[HOW TO COMPLETE THIS TASK] Could you please reproduce all the records below exactly, leaving out the images?

________________________

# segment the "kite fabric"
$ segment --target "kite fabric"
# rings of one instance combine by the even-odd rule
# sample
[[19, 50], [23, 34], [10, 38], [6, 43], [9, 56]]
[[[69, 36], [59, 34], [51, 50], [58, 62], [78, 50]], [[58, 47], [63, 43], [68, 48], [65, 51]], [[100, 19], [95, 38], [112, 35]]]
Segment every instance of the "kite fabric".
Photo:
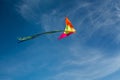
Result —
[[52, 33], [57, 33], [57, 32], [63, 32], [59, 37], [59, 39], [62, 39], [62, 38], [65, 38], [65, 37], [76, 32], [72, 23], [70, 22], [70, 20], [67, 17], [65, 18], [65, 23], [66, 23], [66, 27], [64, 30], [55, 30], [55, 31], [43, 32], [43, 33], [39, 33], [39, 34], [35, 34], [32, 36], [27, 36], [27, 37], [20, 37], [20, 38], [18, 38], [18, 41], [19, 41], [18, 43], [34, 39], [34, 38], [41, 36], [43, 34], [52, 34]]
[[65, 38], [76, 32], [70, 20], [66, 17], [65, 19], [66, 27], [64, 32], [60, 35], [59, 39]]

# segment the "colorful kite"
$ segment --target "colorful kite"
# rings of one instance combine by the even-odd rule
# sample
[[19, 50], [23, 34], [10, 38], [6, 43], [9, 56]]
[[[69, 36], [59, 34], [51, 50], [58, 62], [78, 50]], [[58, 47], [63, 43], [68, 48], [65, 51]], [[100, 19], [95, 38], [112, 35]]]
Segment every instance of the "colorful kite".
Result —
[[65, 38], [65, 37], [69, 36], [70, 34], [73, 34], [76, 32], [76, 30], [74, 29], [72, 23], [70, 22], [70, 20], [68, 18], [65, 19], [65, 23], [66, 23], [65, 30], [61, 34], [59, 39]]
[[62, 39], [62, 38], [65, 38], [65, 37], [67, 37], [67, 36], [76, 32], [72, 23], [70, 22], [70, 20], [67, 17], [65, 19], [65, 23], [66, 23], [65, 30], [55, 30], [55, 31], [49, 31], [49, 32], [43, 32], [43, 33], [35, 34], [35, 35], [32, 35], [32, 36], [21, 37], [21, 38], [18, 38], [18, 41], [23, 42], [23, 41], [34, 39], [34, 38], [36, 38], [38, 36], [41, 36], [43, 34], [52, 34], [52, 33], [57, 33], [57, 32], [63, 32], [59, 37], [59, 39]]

________________________

[TASK RESPONSE]
# segment the "kite fabric"
$ segment --target "kite fabric"
# rings of one instance combine by the even-odd rule
# sample
[[19, 50], [23, 34], [10, 38], [6, 43], [9, 56]]
[[[69, 36], [59, 34], [51, 50], [58, 62], [78, 50]], [[58, 47], [63, 43], [68, 48], [65, 51]], [[100, 19], [95, 38], [112, 35]]]
Segment every instance of the "kite fabric".
Photo:
Result —
[[52, 33], [57, 33], [57, 32], [63, 32], [59, 37], [59, 39], [62, 39], [62, 38], [65, 38], [65, 37], [76, 32], [72, 23], [70, 22], [70, 20], [67, 17], [65, 18], [65, 23], [66, 23], [66, 27], [64, 30], [55, 30], [55, 31], [43, 32], [43, 33], [39, 33], [39, 34], [35, 34], [32, 36], [27, 36], [27, 37], [20, 37], [20, 38], [18, 38], [18, 41], [19, 41], [18, 43], [34, 39], [34, 38], [41, 36], [43, 34], [52, 34]]
[[65, 38], [76, 32], [70, 20], [66, 17], [65, 19], [66, 27], [64, 32], [60, 35], [59, 39]]

# segment the "colorful kite"
$ segment --target "colorful kite"
# rings of one instance combine by the even-odd rule
# sample
[[19, 50], [23, 34], [10, 38], [6, 43], [9, 56]]
[[[69, 36], [59, 34], [51, 50], [58, 62], [78, 50]], [[58, 47], [63, 43], [68, 48], [65, 51]], [[100, 19], [95, 38], [112, 35]]]
Segment every instance of the "colorful kite".
Result —
[[65, 38], [65, 37], [69, 36], [70, 34], [73, 34], [76, 32], [76, 30], [74, 29], [72, 23], [70, 22], [70, 20], [68, 18], [65, 19], [65, 23], [66, 23], [65, 30], [61, 34], [59, 39]]
[[62, 39], [62, 38], [65, 38], [65, 37], [67, 37], [67, 36], [76, 32], [72, 23], [70, 22], [70, 20], [67, 17], [65, 19], [65, 23], [66, 23], [65, 30], [55, 30], [55, 31], [49, 31], [49, 32], [43, 32], [43, 33], [35, 34], [35, 35], [32, 35], [32, 36], [21, 37], [21, 38], [18, 38], [18, 41], [23, 42], [23, 41], [34, 39], [34, 38], [36, 38], [38, 36], [41, 36], [43, 34], [52, 34], [52, 33], [57, 33], [57, 32], [63, 32], [59, 37], [59, 39]]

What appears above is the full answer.